# DOCUMENT
All great, great supportive answers though. Thank you all so, so much!
2006-06-15
21:18:29 ·
update #1
...and bite me, I see your point about the backstabbing mother figure. I have thought about not having her in my life anymore, but I don't want to lose another mom. That is too much for me right now. It is a terribly disfunctional relationship with her though. She is very backstabbing toward everyone, not just me. But thanks for the kind words.
2006-06-15
21:20:55 ·
update #2
I think what she meant by ,'...and then realize I'm really straight' is that since she is confused right now, then she comes out and goes through all that, then she understands that she really was straight the whole time and it was just the girl in the three way. But I do have to say to you suntan that if you have been having feelings about girls, other than the one you were with, how far off can you be? I do have a suggestion. A couple of people have eluded to this suggestion, but none have said it. Why don't you date a girl for a while and not tell anyone. Then if things get serious you can bring her around to a few people you can trust to feel out your friends. You don't even have to tell them that you have always felt this way. You can say you met her and something happened, you had to be with her. Something like that, in your words of course! Then maybe they will accept it easier and if your first relationship doesn't work out the door will already be open for another girl if you choose. That's what I'd do anyway. Good luck! It looks like you are getting some great answers and support on here. I really hope it all works out for you, truly. I wish I could hug you!

# SHORT TASK 1
Duplicate the part of the post that begins at the words "All great, great" and ends after the words "the kind words.".

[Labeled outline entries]

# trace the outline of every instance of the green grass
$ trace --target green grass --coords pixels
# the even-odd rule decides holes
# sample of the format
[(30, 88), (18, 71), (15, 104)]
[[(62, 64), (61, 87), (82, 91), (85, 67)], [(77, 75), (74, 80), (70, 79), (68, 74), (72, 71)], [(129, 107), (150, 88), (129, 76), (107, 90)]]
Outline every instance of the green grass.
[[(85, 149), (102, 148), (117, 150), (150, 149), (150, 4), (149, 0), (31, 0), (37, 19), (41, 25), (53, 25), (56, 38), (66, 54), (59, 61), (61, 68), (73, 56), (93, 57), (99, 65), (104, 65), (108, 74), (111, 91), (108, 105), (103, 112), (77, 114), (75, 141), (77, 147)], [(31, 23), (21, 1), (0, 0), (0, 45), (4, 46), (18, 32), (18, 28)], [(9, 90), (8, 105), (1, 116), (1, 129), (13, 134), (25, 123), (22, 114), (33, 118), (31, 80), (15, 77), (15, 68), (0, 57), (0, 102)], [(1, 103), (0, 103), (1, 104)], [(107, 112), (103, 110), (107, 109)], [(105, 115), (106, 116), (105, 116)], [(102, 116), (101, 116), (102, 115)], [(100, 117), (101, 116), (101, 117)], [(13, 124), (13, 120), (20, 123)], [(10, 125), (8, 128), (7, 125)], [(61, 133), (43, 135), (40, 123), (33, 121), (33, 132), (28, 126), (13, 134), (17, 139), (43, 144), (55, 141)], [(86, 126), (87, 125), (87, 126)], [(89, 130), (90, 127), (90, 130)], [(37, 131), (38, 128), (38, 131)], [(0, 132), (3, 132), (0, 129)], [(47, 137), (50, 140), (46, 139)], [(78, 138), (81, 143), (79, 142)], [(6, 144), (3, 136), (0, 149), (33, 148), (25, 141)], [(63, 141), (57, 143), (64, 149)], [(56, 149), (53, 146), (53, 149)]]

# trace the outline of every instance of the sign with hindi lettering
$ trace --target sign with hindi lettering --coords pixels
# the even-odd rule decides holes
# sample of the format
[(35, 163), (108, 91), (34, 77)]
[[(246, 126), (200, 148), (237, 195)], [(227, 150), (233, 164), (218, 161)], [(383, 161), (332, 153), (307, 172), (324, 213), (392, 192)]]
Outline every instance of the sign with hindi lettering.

# SHORT TASK 2
Set down the lines of the records that run from the start of the records through the line containing "146), (53, 149)]]".

# EXERCISE RESPONSE 1
All great, great supportive answers though. Thank you all so, so much!
2006-06-15
21:18:29 ·
update #1
...and bite me, I see your point about the backstabbing mother figure. I have thought about not having her in my life anymore, but I don't want to lose another mom. That is too much for me right now. It is a terribly disfunctional relationship with her though. She is very backstabbing toward everyone, not just me. But thanks for the kind words.

# EXERCISE RESPONSE 2
# trace the outline of every instance of the green grass
$ trace --target green grass --coords pixels
# the even-odd rule decides holes
# sample of the format
[(30, 88), (18, 71), (15, 104)]
[[(62, 64), (61, 87), (82, 91), (85, 67)], [(77, 75), (74, 80), (70, 79), (68, 74), (72, 71)], [(129, 107), (150, 88), (129, 76), (107, 90)]]
Outline every instance of the green grass.
[[(85, 149), (102, 148), (117, 150), (150, 149), (150, 4), (149, 0), (31, 0), (37, 19), (41, 25), (53, 25), (56, 38), (66, 54), (59, 61), (61, 68), (73, 56), (93, 57), (99, 65), (104, 65), (108, 74), (111, 91), (108, 105), (103, 112), (77, 114), (75, 141), (77, 147)], [(31, 23), (21, 1), (0, 0), (0, 45), (4, 46), (18, 32), (18, 28)], [(9, 90), (8, 105), (1, 116), (1, 129), (13, 134), (25, 123), (22, 114), (33, 118), (31, 80), (15, 77), (15, 68), (0, 57), (0, 102)], [(1, 103), (0, 103), (1, 104)], [(107, 112), (103, 110), (107, 109)], [(105, 115), (106, 116), (105, 116)], [(102, 116), (101, 116), (102, 115)], [(100, 117), (101, 116), (101, 117)], [(13, 124), (13, 120), (20, 123)], [(10, 125), (8, 128), (7, 125)], [(61, 133), (43, 135), (40, 123), (33, 121), (33, 132), (28, 126), (13, 134), (17, 139), (43, 144), (55, 141)], [(86, 126), (87, 125), (87, 126)], [(89, 130), (90, 127), (90, 130)], [(37, 131), (38, 128), (38, 131)], [(0, 132), (3, 132), (0, 129)], [(47, 137), (50, 140), (46, 139)], [(78, 138), (81, 143), (79, 142)], [(6, 144), (3, 136), (0, 149), (33, 148), (25, 141)], [(63, 141), (57, 143), (64, 149)], [(56, 149), (53, 146), (53, 149)]]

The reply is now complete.